- Task goal -
Could you write out all the records below again with every "Tag" swapped for "Mark" and nothing else changed? Leave the pictures out.

————————

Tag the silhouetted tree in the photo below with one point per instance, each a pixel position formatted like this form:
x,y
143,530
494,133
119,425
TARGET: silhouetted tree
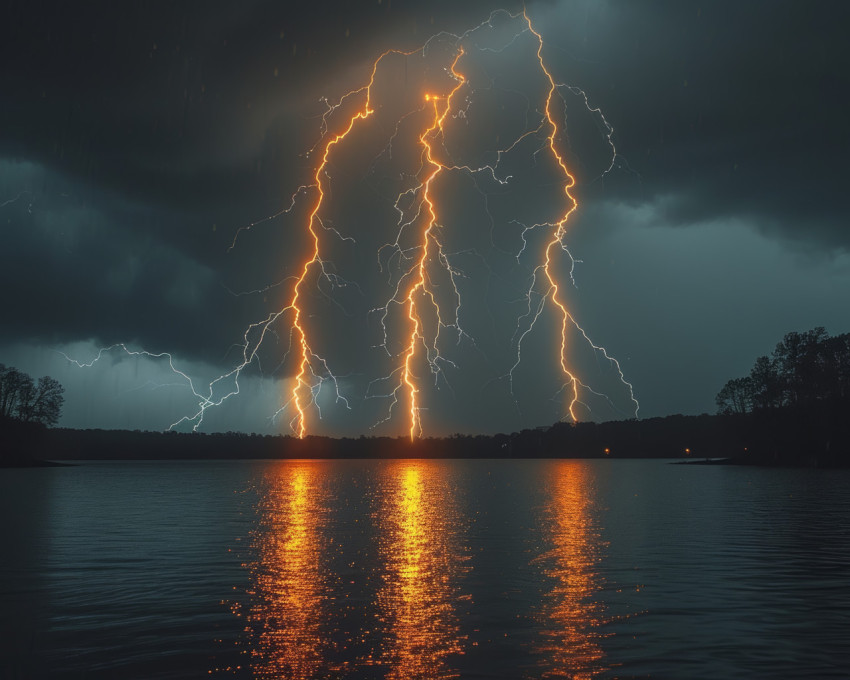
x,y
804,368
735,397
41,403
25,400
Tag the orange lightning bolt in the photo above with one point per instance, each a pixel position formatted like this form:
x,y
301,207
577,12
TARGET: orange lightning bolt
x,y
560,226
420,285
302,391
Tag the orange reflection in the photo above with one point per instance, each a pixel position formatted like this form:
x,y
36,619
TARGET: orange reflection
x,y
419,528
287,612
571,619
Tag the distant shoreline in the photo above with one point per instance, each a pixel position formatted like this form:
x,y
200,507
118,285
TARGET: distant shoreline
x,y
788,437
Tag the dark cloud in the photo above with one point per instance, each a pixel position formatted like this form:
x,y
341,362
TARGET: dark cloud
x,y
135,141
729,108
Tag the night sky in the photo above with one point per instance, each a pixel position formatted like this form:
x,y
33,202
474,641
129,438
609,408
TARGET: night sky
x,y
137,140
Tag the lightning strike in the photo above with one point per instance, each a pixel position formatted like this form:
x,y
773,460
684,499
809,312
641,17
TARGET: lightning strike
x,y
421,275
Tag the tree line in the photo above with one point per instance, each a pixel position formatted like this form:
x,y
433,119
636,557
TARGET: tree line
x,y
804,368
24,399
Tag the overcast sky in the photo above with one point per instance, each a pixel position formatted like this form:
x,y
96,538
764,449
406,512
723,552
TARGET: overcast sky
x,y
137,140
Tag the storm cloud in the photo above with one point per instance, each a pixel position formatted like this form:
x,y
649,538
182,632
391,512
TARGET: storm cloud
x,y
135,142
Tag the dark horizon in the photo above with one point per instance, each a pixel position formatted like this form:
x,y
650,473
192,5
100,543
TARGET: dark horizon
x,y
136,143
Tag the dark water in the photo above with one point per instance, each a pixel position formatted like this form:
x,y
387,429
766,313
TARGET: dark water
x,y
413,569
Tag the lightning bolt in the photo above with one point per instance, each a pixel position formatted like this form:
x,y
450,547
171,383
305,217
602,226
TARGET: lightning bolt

————————

- Task result -
Mark the silhouetted tree in the photo below with one point per instance, each a pixel position formatted like this form:
x,y
143,530
494,133
119,425
TARGET: silhouetted tree
x,y
804,368
735,397
41,403
25,400
Mark the orange lightning bolt in the photo above with one point per instance, each a pixel position formatted like this form:
x,y
301,207
577,12
TARGET: orange lightning bolt
x,y
560,226
420,285
302,391
Mark the orange reflection in the photo above with one point per instance, each a pixel position formatted like this form:
x,y
36,619
TARGET: orange reflection
x,y
419,528
287,612
571,619
Mark the distant shoreline in the photo above with one point per instance, each a pixel position formatted like this form:
x,y
200,507
118,285
TARGET: distant shoreline
x,y
788,437
Mark the dark cloud in the photo above with one point per instance, each a pixel position formatted like this form:
x,y
341,362
TARGET: dark cloud
x,y
135,141
729,108
Mark the night sky in the photo above with one point per instance, each a pixel position formatted like this form:
x,y
33,202
474,641
129,438
609,408
TARGET: night sky
x,y
137,140
Mark the lightning strike in the photo above with one point per instance, each a pixel position formatted like this form:
x,y
773,460
684,499
809,312
641,17
TARGET: lightning strike
x,y
421,275
Mark the tree line in the photo above with one point per instance, each a pixel position formatted like this form:
x,y
433,119
636,557
TARGET: tree line
x,y
804,368
24,399
Mark the overcast sky in the photo above with one point per instance, each a pixel position formatted like this form:
x,y
96,538
764,449
406,512
723,552
TARGET: overcast sky
x,y
137,140
Mark the storm cloud in the photo above with one point per instance, each a pixel position formatted like this form:
x,y
649,538
182,632
391,512
TARGET: storm cloud
x,y
135,142
Mark the dark horizon in the photo above with one point per instance, each a pixel position formatted like this form:
x,y
650,473
192,5
100,543
TARGET: dark horizon
x,y
136,143
Mark the dark water in the photo above with one point per instance, each a pixel position formatted like this form:
x,y
387,429
766,313
TARGET: dark water
x,y
413,569
Mark the lightning bolt in the photo above with one point per instance, each a pixel position formatted like this form:
x,y
450,547
171,383
305,217
602,226
TARGET: lightning bolt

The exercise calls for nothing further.